* Stored items

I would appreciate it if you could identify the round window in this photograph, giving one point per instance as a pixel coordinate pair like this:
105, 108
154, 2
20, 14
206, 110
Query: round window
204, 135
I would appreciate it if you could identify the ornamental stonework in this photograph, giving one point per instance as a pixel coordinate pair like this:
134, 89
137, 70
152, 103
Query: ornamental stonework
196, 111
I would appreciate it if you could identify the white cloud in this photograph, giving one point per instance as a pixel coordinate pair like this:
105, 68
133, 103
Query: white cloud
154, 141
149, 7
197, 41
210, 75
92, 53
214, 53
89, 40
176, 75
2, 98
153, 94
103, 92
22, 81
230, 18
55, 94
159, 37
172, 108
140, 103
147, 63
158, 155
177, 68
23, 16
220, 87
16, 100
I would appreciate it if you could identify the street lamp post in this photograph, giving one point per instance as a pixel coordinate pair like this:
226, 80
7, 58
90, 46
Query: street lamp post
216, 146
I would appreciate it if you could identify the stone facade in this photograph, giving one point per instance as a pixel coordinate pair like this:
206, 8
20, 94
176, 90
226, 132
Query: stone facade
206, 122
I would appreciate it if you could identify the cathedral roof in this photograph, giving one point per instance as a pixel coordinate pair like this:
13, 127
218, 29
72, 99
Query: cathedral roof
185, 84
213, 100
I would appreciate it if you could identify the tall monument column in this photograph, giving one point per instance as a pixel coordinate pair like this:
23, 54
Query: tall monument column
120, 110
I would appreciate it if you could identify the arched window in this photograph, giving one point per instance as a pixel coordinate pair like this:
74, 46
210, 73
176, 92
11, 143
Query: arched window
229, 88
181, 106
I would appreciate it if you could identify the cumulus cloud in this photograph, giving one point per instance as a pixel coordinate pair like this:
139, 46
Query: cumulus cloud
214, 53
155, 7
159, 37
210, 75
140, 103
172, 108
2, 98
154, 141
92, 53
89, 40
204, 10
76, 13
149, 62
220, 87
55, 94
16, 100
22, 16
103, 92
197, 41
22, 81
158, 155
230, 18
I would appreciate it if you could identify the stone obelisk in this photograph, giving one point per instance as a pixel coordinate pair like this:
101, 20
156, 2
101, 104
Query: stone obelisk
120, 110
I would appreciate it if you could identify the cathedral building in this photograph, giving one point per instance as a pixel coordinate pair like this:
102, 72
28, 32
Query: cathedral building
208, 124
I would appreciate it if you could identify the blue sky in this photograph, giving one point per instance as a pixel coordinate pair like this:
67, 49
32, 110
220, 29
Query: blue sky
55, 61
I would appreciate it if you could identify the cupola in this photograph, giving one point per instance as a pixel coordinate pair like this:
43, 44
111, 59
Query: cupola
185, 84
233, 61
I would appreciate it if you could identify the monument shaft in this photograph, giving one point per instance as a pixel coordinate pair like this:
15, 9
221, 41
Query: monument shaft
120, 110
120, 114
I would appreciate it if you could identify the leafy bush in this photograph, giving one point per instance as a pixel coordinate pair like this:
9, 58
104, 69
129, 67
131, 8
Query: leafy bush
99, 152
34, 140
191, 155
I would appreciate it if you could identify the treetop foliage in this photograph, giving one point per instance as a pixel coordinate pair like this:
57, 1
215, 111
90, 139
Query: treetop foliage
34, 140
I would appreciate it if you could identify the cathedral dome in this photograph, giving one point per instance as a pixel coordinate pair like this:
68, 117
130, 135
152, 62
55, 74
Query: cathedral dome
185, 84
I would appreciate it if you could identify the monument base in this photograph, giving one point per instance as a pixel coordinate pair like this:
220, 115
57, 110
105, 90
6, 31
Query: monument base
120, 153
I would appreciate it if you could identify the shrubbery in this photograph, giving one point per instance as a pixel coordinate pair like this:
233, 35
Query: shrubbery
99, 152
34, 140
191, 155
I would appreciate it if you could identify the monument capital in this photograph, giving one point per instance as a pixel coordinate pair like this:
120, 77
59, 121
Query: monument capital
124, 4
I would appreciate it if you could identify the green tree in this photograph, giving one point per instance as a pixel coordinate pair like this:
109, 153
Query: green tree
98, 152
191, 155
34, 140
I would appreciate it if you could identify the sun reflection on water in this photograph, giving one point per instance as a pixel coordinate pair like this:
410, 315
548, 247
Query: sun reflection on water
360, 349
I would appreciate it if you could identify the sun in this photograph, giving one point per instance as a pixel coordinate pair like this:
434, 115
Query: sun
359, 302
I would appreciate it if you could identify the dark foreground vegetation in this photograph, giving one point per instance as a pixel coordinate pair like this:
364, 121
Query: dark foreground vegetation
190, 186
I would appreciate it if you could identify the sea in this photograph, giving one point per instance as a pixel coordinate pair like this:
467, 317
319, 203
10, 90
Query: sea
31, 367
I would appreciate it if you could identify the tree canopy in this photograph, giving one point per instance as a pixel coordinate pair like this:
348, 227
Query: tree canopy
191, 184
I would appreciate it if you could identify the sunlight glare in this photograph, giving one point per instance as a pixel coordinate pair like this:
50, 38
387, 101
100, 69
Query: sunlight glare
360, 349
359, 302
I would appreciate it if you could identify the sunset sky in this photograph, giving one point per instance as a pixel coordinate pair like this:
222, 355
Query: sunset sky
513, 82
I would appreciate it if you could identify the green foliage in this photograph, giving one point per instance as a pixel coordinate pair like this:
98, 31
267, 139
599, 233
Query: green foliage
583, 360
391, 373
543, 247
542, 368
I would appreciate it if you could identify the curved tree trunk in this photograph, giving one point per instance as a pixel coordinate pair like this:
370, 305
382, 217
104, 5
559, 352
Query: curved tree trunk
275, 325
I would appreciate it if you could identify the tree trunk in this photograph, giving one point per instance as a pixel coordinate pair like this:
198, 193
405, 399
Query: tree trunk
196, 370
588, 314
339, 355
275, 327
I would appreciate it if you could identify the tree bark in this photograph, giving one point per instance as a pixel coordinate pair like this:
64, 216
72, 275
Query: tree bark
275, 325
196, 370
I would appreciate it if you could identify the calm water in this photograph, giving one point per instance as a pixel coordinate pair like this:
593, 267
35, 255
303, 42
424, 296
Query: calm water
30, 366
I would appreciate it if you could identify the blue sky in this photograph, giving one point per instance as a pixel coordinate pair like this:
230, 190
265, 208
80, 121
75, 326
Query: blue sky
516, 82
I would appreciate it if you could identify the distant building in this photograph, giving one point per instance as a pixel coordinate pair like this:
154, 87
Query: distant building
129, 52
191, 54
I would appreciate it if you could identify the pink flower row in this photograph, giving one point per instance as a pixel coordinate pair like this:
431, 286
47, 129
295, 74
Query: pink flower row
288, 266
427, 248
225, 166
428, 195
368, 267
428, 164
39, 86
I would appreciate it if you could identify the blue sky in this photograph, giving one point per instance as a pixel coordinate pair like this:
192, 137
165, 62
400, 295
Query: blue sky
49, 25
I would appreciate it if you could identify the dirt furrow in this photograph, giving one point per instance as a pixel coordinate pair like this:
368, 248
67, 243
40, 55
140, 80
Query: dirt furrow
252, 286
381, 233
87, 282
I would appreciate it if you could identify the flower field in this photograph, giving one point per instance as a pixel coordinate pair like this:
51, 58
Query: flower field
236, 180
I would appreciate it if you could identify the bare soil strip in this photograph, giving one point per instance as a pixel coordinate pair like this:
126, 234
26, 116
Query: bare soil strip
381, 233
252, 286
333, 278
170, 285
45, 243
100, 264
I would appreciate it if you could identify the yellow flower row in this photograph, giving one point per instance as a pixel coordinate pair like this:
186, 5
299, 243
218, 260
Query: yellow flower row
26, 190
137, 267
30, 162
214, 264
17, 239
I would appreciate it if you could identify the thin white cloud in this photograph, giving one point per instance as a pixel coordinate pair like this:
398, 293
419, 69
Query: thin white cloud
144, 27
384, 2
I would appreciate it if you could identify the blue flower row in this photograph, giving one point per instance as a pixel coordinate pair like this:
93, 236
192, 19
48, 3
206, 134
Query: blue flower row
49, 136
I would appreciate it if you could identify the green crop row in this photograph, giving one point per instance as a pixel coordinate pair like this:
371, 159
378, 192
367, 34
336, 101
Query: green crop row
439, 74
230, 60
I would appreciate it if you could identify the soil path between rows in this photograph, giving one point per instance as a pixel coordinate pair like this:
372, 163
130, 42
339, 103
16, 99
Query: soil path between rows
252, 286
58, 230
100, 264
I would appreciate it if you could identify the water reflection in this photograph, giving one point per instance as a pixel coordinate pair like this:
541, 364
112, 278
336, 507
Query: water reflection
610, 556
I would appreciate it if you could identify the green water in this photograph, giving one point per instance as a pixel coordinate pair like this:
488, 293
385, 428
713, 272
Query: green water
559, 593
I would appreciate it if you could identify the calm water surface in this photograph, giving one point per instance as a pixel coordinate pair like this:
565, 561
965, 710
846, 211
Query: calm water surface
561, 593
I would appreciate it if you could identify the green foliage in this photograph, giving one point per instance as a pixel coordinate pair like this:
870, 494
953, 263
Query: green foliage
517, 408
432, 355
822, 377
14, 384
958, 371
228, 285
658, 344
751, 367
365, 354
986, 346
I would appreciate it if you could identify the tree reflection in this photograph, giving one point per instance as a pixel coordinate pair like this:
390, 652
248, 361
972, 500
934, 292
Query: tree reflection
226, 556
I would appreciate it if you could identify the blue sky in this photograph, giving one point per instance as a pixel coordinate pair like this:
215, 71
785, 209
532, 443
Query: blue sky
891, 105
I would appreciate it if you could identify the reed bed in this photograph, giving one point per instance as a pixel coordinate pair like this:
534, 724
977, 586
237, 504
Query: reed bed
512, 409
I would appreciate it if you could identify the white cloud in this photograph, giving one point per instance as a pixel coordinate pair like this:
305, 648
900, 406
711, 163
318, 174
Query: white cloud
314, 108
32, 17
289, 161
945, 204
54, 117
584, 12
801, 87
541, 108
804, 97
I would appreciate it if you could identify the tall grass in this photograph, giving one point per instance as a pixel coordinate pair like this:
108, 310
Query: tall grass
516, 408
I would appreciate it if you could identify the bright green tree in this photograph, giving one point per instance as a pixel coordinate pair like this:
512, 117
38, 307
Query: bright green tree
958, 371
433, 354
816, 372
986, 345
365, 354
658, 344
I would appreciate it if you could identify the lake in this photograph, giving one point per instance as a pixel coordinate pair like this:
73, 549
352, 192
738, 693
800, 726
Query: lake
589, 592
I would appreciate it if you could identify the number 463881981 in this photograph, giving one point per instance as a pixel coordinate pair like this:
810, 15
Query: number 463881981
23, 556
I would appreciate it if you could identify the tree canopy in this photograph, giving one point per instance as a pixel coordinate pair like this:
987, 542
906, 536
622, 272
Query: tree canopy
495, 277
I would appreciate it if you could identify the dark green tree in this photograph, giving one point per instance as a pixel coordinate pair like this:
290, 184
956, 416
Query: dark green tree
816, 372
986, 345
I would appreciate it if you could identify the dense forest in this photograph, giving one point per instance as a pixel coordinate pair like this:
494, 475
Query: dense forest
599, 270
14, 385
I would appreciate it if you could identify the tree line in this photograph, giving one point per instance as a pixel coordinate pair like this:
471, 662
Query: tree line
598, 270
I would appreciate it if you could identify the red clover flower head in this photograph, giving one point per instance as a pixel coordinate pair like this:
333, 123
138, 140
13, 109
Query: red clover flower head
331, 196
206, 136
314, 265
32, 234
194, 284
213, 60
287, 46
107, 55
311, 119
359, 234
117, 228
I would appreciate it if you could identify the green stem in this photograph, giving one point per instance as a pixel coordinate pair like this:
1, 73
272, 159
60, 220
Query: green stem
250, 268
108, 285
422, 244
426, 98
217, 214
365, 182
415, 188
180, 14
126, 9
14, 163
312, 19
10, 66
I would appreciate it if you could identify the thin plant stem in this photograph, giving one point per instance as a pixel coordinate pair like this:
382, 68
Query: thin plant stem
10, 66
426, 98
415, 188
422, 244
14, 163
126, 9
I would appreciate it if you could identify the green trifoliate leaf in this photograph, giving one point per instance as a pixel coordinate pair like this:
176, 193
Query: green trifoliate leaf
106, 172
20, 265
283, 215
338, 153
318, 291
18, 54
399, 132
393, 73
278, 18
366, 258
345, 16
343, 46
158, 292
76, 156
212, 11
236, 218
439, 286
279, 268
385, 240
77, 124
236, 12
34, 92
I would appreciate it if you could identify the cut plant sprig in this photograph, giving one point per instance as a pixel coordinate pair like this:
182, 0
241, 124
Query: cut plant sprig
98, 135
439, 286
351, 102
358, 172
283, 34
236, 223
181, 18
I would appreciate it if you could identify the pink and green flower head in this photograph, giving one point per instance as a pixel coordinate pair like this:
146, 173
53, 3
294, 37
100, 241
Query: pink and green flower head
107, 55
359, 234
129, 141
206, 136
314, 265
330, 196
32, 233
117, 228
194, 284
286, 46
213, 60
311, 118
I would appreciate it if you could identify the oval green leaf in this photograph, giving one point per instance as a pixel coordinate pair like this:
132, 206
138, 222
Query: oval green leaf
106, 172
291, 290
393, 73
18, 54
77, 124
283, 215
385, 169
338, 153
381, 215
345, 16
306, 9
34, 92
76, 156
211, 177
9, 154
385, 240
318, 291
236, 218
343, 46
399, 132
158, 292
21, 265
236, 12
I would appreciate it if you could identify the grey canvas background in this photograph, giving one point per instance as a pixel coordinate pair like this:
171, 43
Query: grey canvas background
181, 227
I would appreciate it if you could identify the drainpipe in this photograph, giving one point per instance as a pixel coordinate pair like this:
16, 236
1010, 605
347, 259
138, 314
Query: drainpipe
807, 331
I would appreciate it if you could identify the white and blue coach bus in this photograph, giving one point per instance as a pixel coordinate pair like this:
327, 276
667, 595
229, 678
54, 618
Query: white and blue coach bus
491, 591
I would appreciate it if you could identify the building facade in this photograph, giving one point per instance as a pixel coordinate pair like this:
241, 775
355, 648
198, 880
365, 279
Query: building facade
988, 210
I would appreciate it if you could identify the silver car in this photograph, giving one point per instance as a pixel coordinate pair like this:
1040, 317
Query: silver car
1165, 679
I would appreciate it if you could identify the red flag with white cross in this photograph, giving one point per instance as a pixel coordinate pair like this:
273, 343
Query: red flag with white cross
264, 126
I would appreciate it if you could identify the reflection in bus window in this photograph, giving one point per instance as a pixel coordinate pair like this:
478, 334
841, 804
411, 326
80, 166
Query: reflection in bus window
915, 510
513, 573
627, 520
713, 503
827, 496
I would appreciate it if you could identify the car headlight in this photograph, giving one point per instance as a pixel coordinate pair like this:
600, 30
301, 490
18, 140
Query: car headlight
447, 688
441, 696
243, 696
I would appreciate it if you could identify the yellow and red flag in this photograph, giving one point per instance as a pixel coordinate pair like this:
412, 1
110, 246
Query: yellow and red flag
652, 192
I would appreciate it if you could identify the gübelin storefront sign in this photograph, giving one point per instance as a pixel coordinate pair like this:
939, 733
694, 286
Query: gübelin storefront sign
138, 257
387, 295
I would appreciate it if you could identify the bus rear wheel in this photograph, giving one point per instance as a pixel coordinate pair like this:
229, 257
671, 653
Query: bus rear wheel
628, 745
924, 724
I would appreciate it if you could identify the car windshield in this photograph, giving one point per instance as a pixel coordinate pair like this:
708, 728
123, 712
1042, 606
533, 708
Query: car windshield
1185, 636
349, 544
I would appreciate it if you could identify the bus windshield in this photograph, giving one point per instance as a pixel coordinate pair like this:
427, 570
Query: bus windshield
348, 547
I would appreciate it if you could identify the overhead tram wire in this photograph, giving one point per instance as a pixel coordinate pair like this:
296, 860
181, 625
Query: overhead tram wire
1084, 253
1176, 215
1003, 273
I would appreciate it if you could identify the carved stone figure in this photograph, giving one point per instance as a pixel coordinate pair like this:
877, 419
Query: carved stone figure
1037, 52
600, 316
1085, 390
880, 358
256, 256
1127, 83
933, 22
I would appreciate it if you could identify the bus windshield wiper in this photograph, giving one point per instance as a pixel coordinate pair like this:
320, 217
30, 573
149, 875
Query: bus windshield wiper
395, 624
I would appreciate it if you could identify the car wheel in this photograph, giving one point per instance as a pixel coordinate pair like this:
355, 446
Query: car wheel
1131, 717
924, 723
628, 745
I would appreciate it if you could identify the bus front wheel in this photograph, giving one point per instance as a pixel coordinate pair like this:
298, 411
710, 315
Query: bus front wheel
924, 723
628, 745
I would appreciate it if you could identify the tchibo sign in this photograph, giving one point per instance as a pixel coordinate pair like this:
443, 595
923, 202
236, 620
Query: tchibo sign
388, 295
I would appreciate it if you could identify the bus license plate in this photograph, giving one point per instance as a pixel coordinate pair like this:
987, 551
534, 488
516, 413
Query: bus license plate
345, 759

* The exercise
Starting with the line that contains "I would appreciate it if you could identify the tchibo" and continuing through the end of the data, rewrite those lines with "registration plate" in place of "license plate", leaving everything else unchanged. Give only those lines.

* Answer to this task
I would appreciate it if you could identify the tchibo sign in this photograph, giving one point per instance as a pixel coordinate pair like this:
443, 595
923, 202
236, 620
Query: tchibo sign
388, 295
I would appreciate it if you could identify the bus registration plate in this photograph, giving one point per instance as a pixel coordinate pair like this:
987, 551
534, 488
516, 413
Query: bus registration plate
345, 759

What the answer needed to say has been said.